__SHORT EXERCISE__: Write out the material again from its first line through the line containing "[[229, 173]]", switching "rowing boat" to "fishing boat" and leaving everything else unchanged.

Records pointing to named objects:
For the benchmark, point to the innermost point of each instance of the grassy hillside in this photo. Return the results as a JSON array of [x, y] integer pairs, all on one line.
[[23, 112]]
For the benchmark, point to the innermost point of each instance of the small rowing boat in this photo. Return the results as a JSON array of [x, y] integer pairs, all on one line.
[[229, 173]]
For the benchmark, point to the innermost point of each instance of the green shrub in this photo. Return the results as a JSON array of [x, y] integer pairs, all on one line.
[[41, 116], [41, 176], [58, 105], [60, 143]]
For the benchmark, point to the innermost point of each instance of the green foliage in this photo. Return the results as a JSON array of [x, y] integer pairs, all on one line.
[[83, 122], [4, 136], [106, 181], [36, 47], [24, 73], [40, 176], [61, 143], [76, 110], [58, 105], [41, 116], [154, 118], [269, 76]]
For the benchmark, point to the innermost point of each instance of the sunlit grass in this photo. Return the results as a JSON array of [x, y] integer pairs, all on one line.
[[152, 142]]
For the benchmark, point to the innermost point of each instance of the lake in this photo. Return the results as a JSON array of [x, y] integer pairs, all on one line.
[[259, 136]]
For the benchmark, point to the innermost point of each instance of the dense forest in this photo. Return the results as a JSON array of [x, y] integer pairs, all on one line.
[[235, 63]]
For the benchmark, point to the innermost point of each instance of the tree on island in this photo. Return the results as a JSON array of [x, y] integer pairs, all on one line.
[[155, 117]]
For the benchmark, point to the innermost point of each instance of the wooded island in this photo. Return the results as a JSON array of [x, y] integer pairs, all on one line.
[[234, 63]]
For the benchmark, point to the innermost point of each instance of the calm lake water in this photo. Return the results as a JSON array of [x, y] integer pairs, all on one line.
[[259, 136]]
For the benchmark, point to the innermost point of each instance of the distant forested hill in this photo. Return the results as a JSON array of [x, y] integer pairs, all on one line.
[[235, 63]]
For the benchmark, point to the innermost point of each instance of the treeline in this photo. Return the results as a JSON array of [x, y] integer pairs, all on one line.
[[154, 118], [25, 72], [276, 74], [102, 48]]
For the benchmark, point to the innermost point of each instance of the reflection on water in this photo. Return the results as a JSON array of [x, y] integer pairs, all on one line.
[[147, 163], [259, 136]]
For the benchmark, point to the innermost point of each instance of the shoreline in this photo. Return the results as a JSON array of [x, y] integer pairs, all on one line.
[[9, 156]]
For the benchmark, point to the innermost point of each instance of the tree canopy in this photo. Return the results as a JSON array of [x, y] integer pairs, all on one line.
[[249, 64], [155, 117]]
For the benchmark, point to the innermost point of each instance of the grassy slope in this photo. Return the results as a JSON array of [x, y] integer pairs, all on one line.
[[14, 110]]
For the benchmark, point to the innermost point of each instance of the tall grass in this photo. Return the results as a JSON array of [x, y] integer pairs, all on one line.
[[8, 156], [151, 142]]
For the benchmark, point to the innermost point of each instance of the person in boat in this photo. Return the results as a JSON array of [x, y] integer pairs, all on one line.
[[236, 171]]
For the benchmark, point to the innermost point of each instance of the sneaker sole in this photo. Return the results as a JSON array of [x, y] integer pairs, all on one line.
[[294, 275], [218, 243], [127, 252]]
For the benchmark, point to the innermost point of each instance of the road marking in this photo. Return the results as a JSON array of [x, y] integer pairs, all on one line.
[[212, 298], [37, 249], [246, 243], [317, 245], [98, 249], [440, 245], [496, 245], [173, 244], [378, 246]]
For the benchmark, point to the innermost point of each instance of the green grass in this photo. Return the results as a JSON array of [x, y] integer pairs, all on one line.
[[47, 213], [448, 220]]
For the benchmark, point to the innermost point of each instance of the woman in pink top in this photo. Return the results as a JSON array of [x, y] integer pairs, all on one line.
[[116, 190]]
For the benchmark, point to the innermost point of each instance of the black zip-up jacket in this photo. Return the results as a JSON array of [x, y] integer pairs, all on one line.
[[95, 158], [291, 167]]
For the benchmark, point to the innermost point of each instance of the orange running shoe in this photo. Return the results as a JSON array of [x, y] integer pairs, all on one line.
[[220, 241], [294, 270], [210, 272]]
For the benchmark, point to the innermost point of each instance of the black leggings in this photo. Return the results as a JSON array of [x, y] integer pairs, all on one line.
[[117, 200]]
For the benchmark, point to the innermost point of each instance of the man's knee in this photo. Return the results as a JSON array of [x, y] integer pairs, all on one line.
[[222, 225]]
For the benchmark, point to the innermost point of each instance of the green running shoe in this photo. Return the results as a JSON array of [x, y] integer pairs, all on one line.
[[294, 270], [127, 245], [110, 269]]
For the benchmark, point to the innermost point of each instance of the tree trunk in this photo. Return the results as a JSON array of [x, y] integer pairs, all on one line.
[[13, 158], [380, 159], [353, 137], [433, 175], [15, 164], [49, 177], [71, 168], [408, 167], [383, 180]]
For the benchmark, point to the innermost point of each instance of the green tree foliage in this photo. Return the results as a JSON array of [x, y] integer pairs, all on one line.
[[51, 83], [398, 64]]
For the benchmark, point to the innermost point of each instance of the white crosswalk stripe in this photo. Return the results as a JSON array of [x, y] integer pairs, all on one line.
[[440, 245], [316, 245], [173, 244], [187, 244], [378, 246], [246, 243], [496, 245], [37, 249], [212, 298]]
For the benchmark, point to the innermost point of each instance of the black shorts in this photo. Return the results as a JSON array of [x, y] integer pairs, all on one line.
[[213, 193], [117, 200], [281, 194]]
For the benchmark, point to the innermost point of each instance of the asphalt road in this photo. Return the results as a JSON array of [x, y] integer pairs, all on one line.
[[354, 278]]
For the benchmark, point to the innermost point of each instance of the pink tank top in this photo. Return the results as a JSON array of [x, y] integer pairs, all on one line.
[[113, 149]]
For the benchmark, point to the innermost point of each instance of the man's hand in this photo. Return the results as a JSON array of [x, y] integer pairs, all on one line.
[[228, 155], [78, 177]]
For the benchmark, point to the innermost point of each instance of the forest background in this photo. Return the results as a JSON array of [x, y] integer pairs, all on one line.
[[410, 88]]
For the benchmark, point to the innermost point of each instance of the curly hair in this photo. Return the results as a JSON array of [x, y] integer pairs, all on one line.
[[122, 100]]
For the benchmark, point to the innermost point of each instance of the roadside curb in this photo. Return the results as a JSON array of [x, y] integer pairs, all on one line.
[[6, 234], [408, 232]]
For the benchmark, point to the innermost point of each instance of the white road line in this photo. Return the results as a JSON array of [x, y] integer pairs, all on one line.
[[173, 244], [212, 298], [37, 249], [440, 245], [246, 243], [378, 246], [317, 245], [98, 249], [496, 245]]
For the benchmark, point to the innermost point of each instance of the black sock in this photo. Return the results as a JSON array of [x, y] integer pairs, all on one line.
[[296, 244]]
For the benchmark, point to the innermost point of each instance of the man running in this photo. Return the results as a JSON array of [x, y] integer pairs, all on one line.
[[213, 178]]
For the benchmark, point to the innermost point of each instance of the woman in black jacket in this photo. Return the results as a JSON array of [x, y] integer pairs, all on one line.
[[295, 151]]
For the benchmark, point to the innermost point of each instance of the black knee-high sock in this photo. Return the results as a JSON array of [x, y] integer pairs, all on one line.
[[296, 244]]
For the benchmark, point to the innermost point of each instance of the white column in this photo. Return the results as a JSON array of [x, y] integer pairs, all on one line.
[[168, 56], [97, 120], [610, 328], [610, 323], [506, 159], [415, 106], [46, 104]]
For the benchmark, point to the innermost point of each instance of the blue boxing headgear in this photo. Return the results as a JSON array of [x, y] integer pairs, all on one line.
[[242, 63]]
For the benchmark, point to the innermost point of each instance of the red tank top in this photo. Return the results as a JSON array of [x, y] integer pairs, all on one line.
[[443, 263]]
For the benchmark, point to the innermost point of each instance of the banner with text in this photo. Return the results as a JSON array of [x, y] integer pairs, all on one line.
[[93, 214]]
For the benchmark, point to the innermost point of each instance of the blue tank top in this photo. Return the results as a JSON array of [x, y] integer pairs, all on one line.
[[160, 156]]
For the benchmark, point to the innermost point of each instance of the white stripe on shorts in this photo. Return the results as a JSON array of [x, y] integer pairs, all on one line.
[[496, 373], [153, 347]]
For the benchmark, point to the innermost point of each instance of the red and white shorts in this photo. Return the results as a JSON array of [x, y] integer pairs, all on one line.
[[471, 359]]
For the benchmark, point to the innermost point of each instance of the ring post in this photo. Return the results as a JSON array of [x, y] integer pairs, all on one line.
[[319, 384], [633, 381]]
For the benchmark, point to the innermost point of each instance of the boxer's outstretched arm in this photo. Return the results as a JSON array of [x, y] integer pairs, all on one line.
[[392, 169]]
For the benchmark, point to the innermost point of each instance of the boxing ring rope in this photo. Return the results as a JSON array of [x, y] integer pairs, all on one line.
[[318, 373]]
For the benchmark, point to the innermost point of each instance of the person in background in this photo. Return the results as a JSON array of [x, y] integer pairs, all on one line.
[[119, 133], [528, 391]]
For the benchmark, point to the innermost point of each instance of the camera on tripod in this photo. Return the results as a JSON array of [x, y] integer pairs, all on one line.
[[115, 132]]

__ANSWER BELOW__:
For the benchmark, point to the innermost point of each instance of the grassy hillside in this photo. Return the results as a JSON array of [x, y] integer pairs, all on one line.
[[23, 112]]
For the benchmark, point to the innermost point of each instance of the small fishing boat in this photo. Return the results as a JSON array of [x, y] integer pairs, all on one line.
[[229, 173]]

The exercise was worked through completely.